---------- Material for this task ----------

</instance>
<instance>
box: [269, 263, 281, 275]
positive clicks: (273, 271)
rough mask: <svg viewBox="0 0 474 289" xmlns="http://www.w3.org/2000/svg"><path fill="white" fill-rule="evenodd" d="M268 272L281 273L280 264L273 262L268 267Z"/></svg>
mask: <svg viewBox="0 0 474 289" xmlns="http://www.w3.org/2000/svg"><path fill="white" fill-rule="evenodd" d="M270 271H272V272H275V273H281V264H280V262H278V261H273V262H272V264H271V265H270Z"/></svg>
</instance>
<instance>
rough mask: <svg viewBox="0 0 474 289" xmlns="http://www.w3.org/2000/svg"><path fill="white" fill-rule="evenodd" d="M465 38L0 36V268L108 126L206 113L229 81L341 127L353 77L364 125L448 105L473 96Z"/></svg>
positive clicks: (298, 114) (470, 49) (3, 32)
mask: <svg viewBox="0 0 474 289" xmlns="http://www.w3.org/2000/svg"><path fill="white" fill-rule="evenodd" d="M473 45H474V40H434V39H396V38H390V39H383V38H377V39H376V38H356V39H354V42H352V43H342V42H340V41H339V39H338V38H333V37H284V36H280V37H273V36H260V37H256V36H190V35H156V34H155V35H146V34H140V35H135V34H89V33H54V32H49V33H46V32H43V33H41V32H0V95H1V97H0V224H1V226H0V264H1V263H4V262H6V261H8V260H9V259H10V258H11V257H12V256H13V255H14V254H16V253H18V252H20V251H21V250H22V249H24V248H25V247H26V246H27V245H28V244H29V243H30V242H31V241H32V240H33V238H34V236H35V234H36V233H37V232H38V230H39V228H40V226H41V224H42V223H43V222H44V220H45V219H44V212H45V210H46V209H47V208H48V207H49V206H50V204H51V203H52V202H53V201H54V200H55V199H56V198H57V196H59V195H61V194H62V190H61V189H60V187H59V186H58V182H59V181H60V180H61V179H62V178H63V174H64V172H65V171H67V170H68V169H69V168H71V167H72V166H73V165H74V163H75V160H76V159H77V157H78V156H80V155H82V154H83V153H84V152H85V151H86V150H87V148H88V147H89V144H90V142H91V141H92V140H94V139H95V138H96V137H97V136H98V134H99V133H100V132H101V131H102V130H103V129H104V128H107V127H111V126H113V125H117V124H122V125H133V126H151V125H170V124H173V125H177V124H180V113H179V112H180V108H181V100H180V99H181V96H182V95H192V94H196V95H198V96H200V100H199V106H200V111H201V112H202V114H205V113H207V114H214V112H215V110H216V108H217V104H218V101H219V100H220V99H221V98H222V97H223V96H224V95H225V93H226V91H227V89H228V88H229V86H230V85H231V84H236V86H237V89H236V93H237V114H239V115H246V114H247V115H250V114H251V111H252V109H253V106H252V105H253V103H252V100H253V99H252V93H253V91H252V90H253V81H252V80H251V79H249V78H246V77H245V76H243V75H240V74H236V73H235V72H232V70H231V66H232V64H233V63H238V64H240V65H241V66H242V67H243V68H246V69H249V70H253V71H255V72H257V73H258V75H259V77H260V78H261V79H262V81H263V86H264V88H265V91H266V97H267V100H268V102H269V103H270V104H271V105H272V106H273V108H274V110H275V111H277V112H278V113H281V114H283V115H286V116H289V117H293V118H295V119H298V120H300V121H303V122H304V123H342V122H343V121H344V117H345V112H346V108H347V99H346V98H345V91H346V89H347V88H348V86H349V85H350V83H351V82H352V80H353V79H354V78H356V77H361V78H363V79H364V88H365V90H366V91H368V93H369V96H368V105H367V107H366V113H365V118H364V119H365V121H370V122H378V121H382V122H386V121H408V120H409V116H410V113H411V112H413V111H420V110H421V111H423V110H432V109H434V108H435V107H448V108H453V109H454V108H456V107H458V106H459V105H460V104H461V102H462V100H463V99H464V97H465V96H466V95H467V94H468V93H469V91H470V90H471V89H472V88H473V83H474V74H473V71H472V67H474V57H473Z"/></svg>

----------

→ **What is being asked**
Reproduce exactly, and only, the part of the listing above that begins at the line with "box: [269, 263, 281, 275]" and goes on through the line with "38L0 36V268L108 126L206".

→ **Task result**
box: [269, 263, 281, 275]
positive clicks: (273, 271)
rough mask: <svg viewBox="0 0 474 289" xmlns="http://www.w3.org/2000/svg"><path fill="white" fill-rule="evenodd" d="M268 272L281 273L280 264L273 262L268 267Z"/></svg>
mask: <svg viewBox="0 0 474 289" xmlns="http://www.w3.org/2000/svg"><path fill="white" fill-rule="evenodd" d="M270 271H272V272H275V273H281V264H280V262H278V261H273V262H272V264H271V265H270Z"/></svg>
</instance>
<instance>
rough mask: <svg viewBox="0 0 474 289" xmlns="http://www.w3.org/2000/svg"><path fill="white" fill-rule="evenodd" d="M465 38L0 36V268L108 126L206 113L229 81L341 127L353 77L364 125L448 105L473 96Z"/></svg>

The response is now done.